• PASSAGE:
○ ○ ○ ○ ○ ○ ○

Deuteronomy 21:18-21 calls for the public stoning of “stubborn and rebellious” children—and we’re talking living, breathing, possibly even adult children here. So what becomes of the rather petty question “What would have happened had the mothers of Washington, Lincoln, and Edison had an abortion?” Think about it: What would have happened had the mothers of Mozart, Einstein, and George W. Bush followed Deuteronomy to the letter?

In the history of the Christian church, to my knowledge, there exists no general tradition of holding funerals for miscarriages—though I am aware that individuals have deeply mourned these losses, usually in private, sometimes with some attempt at an unofficial religious ritual. But (and you may correct me on this) funeral rites for fetuses (or sperm) have not played a significant role in the Christian liturgy.

For that matter, church registers traditionally recorded births as auspicious events, not pregnancies, though high infant-mortality rates 100 or more years ago might have dampened whatever enthusiasm the old-time religionists would have felt in presumptuously celebrating conception. The sacraments didn’t start until after birth. Naming was usually reserved for breathing infants—even premature births were rarely named. The unborn were not counted in censuses and population tallies.

On what, then, do modern Christians, mainly Catholics and evangelicals, base their claims that abortion violates their religious beliefs—much less the Constitution of the United States of America?

For myself, a gay middle-aged male with no interest in procreation (or adoption), I admit to being squeamish over the topic of abortion. Kodachrome photos of bloody fetuses in trash pails appall me. I physically recoil from them—but, then, I do much the same with pictures of tonsillectomies, liposuction, and spinal surgery, without thus reaching the conclusion that all gross-looking and distasteful medical procedures should be banned.

○ ○ ○ ○ ○ ○ ○

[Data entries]
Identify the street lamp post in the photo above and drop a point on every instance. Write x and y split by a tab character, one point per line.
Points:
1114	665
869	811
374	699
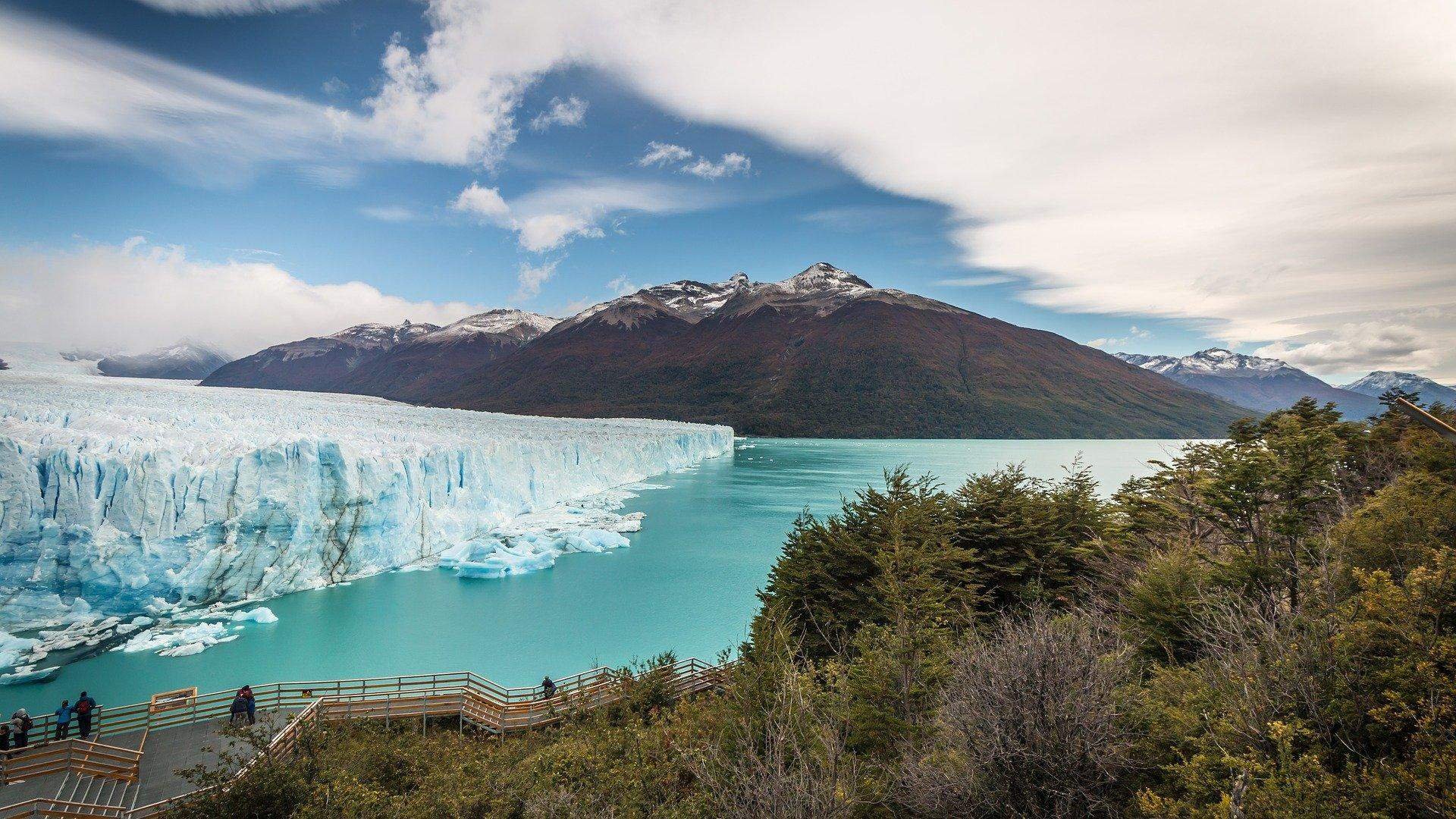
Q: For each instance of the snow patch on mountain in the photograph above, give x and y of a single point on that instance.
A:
(190, 360)
(1207, 362)
(126, 497)
(510, 321)
(1379, 382)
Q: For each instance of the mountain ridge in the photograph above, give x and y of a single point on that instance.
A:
(820, 353)
(1251, 381)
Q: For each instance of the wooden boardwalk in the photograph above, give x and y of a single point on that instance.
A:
(128, 770)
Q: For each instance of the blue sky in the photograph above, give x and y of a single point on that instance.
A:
(381, 209)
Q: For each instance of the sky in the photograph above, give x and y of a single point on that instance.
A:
(1273, 177)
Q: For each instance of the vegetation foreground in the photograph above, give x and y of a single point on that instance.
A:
(1264, 627)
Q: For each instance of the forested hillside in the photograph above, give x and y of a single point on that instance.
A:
(1263, 627)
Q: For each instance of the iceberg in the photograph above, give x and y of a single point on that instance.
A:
(123, 497)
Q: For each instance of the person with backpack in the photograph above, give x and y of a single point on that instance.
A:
(249, 701)
(85, 708)
(20, 723)
(63, 720)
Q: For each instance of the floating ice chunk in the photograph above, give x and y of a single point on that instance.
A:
(12, 649)
(261, 614)
(31, 673)
(180, 640)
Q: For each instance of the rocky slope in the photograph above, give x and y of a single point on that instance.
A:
(389, 360)
(1248, 381)
(1381, 382)
(824, 353)
(184, 360)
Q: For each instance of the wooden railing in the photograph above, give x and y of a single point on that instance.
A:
(410, 697)
(71, 755)
(60, 808)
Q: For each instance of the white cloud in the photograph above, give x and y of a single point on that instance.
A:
(1362, 347)
(532, 278)
(137, 297)
(570, 112)
(389, 213)
(976, 280)
(658, 155)
(558, 213)
(218, 8)
(1251, 164)
(620, 286)
(1133, 334)
(730, 165)
(482, 203)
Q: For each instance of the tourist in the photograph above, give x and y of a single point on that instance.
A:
(246, 692)
(63, 720)
(239, 708)
(20, 723)
(85, 708)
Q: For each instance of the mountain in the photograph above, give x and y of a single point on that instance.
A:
(1382, 381)
(389, 360)
(1248, 381)
(824, 353)
(316, 363)
(410, 371)
(184, 360)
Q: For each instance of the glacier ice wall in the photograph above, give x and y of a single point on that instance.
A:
(130, 494)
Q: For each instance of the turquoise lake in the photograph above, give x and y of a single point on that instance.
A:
(686, 585)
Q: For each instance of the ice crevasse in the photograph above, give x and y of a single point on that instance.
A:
(131, 494)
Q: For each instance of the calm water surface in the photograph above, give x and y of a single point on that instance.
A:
(686, 583)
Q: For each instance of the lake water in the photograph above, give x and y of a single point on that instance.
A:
(686, 583)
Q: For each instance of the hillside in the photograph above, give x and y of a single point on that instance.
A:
(1254, 382)
(182, 360)
(1381, 382)
(826, 354)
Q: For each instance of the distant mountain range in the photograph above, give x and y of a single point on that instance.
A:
(184, 360)
(1248, 381)
(403, 362)
(1383, 381)
(821, 353)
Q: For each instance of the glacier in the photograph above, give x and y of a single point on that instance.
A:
(124, 497)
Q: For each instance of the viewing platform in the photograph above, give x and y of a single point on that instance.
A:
(127, 770)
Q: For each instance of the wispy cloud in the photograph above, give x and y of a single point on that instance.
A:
(1283, 161)
(389, 213)
(61, 83)
(622, 286)
(571, 112)
(220, 8)
(1133, 334)
(728, 165)
(976, 280)
(139, 295)
(658, 155)
(558, 213)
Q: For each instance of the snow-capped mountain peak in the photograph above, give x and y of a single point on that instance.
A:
(1213, 360)
(379, 335)
(507, 321)
(1379, 382)
(823, 278)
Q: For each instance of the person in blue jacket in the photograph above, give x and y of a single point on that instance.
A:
(63, 720)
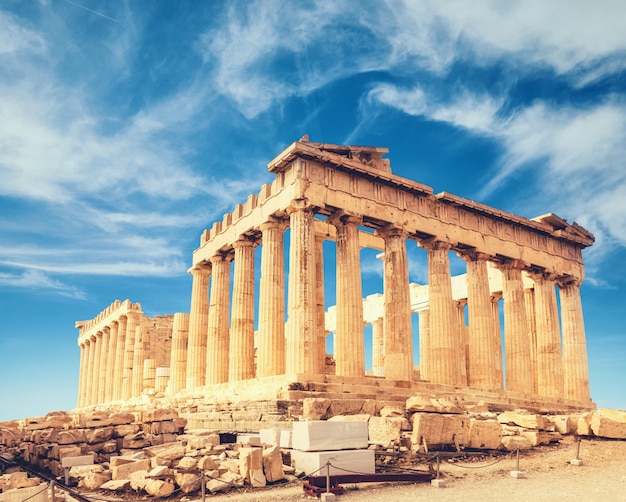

○ ○ ○ ○ ○ ○ ○

Please resume the passage on abortion and Christian belief, starting after its final sentence. The listing was taken from a different source.

• ANSWER BOX:
Even more, on moral principle I have reservations about abortion as mere birth control—I am, thus, more romanticist than pragmatist or dogmatist. I like, even revere life—though on occasion I eat dead animals, stomp on hornets that inadvertently (through no fault of their own) enter my home, and do not particularly fear the inevitability of death. (I also, routinely, commit the sin of Onan.) More to the point, I am not altogether opposed to war—which may be, though rarely is, logically and ethically justified—or to killing, when unavoidable, any human who poses an immediate deadly or maiming or despotic threat to other humans.

Still, the taking of a human or even just potentially human life—through war, vengeance, or euthanasia—strikes me as being solemn business—a painful choice that fortunately I have not had to make. Such decisions should be made through constitutional means if we are talking about war or capital punishment. And, in keeping with the spirit of the Bill of Rights, when we are talking about a woman’s ownership of and responsibility for her body—and its contents—these decisions should be made by the woman alone, on the best advice and counsel and by the most safe and humane means that can be made available to her.

So, apart from deliberate (or careless) misreading of their own scriptures and predispositions to self-righteous orneriness and busybody-ism, what exactly are the right-to-lifers’ religious or social interests in the issue of abortion? If they are in the Bible or church history, I have not seen them there.